- **What is needed**: Extract the stretch from the line containing "grassy hillside -> outlines, every instance" through the line containing "fill-rule evenodd", and repeat those lines exactly.

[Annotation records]
------------
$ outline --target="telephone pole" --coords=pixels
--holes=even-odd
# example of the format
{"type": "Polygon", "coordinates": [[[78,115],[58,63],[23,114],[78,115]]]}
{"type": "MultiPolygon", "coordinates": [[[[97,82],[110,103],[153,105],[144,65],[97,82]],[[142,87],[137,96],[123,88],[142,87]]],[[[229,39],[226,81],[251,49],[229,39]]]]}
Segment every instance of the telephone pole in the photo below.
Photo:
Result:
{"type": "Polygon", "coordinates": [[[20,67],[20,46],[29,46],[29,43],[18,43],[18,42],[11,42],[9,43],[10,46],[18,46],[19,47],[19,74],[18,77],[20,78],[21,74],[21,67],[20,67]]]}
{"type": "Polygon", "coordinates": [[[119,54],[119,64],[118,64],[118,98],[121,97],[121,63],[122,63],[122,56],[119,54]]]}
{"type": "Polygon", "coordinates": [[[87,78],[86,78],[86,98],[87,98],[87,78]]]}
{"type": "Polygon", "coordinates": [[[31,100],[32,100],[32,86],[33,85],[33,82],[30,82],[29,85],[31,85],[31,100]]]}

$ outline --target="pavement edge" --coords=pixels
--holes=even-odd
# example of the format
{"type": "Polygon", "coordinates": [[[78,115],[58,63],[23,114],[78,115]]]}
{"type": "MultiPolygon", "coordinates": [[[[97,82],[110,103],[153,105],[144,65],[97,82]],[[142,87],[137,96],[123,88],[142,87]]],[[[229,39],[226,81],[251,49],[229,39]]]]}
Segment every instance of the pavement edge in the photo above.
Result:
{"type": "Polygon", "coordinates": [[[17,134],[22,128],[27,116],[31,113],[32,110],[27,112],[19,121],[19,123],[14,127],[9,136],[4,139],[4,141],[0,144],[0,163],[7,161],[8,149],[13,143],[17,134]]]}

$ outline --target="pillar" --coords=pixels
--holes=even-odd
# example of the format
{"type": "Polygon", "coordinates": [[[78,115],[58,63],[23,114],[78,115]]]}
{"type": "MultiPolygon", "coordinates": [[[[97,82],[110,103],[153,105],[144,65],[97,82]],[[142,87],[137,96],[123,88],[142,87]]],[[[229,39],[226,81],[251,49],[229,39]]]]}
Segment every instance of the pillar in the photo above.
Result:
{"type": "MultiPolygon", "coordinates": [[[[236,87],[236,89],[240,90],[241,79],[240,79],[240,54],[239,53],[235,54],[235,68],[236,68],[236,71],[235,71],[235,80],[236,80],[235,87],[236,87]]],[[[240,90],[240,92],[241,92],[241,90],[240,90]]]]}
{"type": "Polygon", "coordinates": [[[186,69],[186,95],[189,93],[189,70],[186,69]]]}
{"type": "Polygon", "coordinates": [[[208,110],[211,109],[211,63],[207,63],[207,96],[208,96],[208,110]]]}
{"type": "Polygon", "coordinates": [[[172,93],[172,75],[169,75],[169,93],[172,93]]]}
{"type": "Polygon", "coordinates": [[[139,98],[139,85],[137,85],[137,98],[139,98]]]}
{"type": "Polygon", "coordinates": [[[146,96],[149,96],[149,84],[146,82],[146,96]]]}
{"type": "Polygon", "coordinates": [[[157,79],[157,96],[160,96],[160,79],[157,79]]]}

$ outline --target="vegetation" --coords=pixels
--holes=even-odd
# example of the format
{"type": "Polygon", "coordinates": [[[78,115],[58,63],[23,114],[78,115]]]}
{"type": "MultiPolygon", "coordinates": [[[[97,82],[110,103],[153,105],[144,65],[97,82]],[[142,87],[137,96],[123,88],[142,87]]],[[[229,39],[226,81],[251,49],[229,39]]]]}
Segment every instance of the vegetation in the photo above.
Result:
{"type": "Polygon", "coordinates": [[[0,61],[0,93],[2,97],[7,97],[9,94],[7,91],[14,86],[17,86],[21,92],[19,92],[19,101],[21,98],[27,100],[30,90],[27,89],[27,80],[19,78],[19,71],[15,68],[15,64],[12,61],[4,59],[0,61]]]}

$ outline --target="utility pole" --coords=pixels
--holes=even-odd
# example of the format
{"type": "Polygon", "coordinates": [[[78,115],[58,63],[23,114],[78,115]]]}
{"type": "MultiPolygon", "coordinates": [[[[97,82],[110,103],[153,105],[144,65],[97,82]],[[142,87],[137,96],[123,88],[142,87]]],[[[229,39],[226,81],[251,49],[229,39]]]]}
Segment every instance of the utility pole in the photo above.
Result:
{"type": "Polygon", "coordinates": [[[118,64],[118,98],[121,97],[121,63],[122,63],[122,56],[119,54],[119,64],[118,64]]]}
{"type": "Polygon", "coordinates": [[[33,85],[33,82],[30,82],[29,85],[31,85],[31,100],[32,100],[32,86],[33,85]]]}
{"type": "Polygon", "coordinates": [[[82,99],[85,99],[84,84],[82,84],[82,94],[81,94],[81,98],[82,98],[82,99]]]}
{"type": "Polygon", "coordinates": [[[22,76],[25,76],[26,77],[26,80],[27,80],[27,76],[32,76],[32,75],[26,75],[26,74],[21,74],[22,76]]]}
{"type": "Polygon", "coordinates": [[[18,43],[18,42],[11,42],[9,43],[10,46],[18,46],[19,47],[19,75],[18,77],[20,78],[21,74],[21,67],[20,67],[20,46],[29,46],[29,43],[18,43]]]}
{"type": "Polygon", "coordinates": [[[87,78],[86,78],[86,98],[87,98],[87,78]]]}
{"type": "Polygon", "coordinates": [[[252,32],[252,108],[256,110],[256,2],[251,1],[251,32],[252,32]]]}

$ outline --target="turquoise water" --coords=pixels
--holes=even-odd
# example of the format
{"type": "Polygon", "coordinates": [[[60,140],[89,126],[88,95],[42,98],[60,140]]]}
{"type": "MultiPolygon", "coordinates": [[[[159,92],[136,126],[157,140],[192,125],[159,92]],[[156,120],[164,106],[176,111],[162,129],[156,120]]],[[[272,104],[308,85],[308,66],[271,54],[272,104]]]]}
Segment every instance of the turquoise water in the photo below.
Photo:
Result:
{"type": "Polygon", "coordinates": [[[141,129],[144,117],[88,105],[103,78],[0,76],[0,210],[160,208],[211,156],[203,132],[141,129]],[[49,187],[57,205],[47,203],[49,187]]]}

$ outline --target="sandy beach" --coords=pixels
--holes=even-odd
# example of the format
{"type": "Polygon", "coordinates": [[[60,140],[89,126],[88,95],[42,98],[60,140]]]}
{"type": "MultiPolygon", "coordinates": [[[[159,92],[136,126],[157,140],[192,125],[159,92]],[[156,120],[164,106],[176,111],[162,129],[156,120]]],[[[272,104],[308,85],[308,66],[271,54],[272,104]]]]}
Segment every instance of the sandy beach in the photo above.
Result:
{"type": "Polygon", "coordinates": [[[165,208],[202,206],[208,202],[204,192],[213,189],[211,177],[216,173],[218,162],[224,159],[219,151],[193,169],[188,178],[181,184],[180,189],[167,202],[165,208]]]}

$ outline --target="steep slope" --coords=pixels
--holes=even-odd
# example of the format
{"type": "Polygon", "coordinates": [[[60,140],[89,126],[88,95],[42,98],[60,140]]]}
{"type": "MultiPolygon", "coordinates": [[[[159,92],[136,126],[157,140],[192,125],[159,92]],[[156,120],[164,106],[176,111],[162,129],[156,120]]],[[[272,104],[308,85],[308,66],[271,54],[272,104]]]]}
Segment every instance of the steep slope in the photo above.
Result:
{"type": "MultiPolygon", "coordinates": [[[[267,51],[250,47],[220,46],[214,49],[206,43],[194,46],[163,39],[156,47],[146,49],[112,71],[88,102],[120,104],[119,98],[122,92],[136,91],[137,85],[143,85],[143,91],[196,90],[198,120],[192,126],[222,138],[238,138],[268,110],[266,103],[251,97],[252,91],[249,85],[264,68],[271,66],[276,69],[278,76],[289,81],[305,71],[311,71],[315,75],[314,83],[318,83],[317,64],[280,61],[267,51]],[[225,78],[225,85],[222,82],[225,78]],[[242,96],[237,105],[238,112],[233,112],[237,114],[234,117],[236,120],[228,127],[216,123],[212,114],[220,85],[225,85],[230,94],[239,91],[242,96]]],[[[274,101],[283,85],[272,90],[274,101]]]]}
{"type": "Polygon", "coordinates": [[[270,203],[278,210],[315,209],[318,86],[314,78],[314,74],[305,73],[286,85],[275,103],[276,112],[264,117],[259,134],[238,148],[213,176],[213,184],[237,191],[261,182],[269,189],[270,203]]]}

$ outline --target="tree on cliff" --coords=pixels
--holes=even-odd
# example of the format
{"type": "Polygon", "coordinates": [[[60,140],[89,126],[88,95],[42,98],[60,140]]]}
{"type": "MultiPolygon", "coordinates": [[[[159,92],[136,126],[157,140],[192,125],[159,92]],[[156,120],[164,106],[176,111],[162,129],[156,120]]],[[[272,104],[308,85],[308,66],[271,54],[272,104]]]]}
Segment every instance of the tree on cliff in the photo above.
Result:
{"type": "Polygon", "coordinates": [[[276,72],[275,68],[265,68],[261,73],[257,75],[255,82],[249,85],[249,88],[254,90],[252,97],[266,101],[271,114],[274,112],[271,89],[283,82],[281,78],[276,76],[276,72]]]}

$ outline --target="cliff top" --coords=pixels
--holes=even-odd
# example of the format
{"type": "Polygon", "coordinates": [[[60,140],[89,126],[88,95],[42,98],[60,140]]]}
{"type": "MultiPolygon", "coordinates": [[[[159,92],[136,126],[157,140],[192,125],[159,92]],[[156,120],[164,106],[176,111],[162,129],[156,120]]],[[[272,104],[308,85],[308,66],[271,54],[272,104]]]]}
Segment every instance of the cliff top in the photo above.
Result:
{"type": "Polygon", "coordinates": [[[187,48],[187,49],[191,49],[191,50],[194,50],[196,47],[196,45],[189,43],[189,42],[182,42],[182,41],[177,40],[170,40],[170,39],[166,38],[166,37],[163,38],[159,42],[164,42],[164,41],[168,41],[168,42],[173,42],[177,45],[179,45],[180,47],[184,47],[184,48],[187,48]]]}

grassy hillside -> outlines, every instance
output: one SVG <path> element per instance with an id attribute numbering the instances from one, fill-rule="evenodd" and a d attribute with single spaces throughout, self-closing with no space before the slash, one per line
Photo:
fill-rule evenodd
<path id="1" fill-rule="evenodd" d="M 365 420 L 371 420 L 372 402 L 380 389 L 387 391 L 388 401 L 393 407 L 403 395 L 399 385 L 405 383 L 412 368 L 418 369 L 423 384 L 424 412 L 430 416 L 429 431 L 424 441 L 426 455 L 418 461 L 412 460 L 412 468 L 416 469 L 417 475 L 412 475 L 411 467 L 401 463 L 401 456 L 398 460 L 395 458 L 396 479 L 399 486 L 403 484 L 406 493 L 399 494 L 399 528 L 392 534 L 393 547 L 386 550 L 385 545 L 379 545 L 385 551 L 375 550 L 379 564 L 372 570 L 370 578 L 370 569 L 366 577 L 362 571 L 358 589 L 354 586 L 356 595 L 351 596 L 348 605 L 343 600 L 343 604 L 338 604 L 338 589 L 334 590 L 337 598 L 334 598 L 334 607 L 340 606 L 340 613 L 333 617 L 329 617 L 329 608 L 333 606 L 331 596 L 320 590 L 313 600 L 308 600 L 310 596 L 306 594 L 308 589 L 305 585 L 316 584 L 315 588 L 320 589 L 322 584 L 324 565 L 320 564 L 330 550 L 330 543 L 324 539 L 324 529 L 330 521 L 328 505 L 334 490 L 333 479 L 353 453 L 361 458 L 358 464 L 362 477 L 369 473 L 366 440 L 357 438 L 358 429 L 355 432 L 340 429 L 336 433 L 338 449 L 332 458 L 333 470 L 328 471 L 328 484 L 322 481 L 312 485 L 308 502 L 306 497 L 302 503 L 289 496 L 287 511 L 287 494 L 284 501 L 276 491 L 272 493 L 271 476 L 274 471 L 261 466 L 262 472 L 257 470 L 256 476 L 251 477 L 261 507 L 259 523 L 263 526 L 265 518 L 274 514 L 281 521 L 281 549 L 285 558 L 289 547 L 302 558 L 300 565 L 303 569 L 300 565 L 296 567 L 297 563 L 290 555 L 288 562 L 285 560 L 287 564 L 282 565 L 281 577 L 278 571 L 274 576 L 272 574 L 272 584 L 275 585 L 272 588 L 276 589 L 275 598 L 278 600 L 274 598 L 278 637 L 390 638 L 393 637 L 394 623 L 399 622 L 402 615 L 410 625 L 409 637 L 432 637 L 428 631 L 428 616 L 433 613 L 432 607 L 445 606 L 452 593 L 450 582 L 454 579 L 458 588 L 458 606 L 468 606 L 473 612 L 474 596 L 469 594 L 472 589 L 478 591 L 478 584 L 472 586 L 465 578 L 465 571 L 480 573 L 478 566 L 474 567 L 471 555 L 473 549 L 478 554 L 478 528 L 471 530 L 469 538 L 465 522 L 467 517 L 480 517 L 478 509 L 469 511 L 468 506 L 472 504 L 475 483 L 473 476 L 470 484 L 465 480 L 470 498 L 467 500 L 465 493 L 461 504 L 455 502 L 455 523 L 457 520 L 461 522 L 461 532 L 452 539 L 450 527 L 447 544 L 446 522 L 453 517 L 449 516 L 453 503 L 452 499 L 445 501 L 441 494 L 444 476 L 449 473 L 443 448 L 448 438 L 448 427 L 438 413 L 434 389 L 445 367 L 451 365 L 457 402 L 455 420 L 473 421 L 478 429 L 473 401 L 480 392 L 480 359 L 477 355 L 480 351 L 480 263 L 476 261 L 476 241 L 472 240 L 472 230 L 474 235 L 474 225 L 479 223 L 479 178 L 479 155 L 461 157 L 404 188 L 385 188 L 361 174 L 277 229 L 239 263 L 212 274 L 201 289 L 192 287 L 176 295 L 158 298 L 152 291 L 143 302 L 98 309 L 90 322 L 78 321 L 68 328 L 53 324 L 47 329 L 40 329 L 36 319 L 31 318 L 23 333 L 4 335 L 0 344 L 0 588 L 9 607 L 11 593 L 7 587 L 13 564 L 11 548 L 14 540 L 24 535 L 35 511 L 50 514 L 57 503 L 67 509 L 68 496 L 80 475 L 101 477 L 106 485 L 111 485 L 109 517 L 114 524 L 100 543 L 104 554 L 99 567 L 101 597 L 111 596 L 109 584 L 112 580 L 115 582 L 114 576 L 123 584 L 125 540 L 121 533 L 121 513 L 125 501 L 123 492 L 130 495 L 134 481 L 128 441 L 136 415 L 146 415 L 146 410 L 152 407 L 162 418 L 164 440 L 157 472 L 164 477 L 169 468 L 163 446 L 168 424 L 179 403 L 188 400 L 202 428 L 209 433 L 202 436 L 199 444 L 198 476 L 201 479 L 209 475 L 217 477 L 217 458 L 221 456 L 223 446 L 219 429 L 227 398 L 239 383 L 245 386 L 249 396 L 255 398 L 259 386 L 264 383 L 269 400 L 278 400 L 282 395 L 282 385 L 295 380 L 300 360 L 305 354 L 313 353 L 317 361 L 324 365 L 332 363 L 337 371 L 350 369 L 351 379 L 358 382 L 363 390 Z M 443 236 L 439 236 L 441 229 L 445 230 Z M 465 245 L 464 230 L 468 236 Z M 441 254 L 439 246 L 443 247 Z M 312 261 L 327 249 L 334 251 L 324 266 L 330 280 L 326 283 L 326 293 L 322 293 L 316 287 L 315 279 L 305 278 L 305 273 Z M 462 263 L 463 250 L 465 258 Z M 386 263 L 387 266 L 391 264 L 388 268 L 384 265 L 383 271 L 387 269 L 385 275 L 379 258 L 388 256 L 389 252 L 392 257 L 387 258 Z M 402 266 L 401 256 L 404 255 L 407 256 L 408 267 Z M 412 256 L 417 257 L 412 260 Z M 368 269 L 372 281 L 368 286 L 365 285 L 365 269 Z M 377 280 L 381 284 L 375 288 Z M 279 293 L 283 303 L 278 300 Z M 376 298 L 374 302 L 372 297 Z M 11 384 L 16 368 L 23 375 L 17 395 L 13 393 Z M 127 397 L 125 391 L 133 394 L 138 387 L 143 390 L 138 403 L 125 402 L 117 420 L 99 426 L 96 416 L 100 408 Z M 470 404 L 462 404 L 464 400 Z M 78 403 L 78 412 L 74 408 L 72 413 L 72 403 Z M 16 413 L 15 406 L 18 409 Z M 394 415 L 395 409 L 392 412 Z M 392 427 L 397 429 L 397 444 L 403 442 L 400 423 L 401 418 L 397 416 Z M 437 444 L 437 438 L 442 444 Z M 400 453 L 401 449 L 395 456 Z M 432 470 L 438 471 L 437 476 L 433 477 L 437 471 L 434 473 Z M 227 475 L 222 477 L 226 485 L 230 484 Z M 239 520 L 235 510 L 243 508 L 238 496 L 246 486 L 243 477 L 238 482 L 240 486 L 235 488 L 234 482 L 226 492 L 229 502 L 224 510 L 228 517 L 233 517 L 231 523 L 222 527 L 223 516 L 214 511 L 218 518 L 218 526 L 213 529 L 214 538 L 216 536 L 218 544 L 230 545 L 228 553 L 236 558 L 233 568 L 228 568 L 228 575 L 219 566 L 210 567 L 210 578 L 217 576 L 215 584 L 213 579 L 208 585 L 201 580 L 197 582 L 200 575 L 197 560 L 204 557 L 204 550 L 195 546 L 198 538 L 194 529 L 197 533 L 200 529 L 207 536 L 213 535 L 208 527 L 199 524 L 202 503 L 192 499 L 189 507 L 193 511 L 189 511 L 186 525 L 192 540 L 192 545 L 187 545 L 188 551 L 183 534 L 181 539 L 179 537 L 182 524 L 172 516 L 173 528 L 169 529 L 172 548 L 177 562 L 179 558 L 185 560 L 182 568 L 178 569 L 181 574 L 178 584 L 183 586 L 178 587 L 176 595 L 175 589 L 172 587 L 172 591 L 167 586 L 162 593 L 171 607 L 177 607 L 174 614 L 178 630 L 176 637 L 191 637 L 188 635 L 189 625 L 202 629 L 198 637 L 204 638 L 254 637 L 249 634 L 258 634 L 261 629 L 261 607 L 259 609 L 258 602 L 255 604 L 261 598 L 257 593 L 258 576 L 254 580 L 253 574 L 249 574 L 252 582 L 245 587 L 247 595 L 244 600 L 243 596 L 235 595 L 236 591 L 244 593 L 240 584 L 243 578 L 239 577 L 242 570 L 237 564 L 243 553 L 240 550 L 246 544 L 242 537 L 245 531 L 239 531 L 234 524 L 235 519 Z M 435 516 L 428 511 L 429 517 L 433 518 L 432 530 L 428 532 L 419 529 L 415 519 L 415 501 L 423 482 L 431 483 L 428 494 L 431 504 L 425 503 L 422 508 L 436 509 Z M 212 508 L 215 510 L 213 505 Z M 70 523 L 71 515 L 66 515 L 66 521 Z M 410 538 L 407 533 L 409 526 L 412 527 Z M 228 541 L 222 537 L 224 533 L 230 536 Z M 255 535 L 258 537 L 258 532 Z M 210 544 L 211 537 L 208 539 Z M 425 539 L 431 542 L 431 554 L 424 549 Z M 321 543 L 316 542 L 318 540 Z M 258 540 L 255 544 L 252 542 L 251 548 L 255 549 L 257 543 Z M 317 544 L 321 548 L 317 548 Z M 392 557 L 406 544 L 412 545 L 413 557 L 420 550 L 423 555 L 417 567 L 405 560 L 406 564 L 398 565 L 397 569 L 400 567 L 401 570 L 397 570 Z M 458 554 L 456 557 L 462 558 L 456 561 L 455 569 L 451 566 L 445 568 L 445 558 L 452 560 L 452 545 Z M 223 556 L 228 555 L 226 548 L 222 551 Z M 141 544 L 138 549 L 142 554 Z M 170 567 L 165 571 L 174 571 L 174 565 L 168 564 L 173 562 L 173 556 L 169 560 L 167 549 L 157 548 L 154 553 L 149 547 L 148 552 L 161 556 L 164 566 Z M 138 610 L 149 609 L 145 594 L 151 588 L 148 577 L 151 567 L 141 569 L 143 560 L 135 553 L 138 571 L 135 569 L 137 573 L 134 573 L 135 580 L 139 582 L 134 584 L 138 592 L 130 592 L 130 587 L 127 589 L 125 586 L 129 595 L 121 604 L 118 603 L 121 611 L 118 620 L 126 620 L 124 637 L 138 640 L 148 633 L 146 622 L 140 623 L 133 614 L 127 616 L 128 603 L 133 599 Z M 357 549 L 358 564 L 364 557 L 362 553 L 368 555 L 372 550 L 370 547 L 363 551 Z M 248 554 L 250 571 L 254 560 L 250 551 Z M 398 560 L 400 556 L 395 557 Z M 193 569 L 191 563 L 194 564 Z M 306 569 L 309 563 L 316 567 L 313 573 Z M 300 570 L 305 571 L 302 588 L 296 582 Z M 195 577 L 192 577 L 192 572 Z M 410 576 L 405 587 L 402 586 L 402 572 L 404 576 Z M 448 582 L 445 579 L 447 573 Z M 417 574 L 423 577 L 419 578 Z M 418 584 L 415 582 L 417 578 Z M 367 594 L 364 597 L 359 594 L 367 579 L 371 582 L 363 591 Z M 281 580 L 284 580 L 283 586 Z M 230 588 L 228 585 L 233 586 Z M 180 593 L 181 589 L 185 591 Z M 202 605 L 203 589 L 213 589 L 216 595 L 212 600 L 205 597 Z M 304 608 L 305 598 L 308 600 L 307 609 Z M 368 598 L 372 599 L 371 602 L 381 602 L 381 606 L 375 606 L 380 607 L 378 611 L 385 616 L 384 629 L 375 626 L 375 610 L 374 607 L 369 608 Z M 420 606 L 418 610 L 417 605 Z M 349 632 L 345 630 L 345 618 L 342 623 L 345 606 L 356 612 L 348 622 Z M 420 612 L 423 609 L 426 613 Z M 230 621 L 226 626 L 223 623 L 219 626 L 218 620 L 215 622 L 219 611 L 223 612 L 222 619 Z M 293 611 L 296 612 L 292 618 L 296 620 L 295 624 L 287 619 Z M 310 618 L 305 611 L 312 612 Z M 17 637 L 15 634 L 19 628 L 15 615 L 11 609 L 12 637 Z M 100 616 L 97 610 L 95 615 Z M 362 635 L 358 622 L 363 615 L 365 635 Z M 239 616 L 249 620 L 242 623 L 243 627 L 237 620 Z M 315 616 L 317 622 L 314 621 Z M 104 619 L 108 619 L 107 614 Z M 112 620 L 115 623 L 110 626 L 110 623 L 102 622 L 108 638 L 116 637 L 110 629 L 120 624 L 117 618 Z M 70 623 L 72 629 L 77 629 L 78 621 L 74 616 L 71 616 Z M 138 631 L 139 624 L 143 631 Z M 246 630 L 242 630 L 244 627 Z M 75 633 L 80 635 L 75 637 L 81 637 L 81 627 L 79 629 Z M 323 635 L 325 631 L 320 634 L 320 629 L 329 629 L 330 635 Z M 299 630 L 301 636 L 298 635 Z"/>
------------
- **Output of the task**:
grassy hillside -> outlines, every instance
output: one SVG <path> element per instance with an id attribute numbering the instances from one, fill-rule="evenodd" and a d attribute with single spaces throughout, self-closing with no space before the slash, one per line
Photo:
fill-rule evenodd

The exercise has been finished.